*Directive A:*
According to the forum thread below, in how many out of 10 matchups does GoodfellaGr believe Le would win today?

*Page text:*
=== Begin Enclosure ===
This fight has FOTN written all over it. You know with Lee, the movie style kicks will be in full effect and Silva will bring the dirty stare down with his ever so stalking presence in the cage.


----------



## GoodfellaGr (Aug 16, 2011)

Le cause he is precise! The problem for Wanderlei is that now he is too slow to brawl and too open to win a stand up battle.. I really like him and his legacy, but i believe that Le wins 8 out of 10 times this match up today.


----------



## Atras (Sep 12, 2011)

GoodfellaGr said:


> Le cause he is precise! The problem for Wanderlei is that now he is too slow to brawl and too open to win a stand up battle.. I really like him and his legacy, but i believe that Le wins 8 out of 10 times this match up today.


Agreed. I just gave Le 9 out of 10 in my Kelly calculations.
=== End Enclosure ===
*Directive B:*
Report every line of the listing below that contains the string "block", matching its case.

*Data shown:*
=== Begin Enclosure ===
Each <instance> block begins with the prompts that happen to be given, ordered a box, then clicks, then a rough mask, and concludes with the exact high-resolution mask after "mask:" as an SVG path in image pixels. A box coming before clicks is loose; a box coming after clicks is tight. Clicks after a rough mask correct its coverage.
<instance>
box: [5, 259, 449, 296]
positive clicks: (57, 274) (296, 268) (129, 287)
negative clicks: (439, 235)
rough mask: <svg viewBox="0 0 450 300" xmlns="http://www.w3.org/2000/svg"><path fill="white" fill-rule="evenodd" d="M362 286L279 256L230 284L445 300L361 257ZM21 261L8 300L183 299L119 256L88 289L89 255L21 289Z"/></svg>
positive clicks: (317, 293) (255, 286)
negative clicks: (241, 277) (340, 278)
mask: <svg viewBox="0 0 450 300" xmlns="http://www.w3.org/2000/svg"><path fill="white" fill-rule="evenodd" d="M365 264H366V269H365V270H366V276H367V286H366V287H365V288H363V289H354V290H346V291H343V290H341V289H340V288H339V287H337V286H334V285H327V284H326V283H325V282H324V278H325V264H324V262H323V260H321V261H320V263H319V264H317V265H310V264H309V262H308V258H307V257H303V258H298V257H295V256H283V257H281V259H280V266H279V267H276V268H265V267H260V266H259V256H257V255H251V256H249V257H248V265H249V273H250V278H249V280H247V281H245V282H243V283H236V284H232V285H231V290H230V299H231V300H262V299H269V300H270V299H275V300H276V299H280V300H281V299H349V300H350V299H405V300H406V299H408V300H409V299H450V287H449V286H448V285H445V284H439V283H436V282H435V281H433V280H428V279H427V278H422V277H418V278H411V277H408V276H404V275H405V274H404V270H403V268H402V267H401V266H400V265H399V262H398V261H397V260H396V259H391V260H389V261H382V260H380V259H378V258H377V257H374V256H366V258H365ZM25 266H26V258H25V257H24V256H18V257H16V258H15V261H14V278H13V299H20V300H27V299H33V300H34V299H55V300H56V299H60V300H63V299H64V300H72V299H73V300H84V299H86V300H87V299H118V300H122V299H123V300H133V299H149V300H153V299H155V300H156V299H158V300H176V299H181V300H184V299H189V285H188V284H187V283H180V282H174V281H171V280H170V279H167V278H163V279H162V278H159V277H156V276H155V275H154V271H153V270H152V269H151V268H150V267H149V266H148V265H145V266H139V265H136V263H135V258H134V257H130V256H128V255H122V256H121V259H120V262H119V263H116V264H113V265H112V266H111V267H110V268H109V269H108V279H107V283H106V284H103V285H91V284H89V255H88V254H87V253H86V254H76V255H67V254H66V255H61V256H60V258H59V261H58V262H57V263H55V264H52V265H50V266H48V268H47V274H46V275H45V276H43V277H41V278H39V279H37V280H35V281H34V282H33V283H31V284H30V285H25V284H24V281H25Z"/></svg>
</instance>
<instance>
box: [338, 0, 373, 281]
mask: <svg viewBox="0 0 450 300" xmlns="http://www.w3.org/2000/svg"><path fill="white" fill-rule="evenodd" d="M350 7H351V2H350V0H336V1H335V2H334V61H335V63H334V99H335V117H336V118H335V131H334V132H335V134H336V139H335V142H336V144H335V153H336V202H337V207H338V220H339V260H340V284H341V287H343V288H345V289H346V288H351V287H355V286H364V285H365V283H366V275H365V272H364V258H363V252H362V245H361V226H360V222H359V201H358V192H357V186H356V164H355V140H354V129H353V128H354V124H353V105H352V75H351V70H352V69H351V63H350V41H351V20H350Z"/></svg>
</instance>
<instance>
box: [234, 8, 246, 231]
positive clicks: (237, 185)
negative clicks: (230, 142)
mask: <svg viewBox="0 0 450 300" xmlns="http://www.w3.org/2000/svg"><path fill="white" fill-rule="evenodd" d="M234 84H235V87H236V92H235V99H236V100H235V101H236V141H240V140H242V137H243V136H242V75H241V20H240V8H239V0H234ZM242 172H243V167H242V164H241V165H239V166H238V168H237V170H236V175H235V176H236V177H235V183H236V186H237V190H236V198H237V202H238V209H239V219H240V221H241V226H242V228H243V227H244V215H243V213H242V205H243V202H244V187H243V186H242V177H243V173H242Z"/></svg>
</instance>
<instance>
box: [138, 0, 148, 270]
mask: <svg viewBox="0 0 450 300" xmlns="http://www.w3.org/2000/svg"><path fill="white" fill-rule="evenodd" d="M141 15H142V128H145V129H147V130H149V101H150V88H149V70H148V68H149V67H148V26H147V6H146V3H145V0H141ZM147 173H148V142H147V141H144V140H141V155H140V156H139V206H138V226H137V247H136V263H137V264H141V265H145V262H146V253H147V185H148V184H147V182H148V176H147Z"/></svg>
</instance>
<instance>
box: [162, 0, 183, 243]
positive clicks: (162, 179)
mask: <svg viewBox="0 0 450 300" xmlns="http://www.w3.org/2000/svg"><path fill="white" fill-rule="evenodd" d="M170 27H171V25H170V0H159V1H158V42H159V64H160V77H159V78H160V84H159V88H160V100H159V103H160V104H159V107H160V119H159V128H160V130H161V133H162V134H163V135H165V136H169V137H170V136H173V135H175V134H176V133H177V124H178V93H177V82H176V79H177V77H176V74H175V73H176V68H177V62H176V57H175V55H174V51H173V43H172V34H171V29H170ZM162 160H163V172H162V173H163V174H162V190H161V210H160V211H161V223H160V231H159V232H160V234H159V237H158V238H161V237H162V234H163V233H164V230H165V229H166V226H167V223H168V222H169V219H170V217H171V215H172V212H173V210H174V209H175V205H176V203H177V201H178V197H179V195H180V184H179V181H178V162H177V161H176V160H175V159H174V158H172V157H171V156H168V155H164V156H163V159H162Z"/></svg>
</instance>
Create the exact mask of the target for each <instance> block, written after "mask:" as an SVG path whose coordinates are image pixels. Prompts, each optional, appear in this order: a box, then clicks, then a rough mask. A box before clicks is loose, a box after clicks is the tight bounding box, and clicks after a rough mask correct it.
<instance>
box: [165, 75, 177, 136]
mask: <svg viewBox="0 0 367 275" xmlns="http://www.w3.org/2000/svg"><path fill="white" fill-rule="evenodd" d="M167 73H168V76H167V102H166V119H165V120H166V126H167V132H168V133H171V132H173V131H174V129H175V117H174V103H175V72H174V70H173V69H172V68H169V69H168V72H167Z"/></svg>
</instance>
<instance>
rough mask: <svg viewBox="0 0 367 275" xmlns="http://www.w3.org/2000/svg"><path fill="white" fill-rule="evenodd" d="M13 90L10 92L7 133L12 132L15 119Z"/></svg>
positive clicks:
=== End Enclosure ===
*Task response A:*
8 out of 10.

*Task response B:*
Each <instance> block begins with the prompts that happen to be given, ordered a box, then clicks, then a rough mask, and concludes with the exact high-resolution mask after "mask:" as an SVG path in image pixels. A box coming before clicks is loose; a box coming after clicks is tight. Clicks after a rough mask correct its coverage.
Create the exact mask of the target for each <instance> block, written after "mask:" as an SVG path whose coordinates are image pixels. Prompts, each optional, appear in this order: a box, then clicks, then a rough mask. A box before clicks is loose, a box after clicks is the tight bounding box, and clicks after a rough mask correct it.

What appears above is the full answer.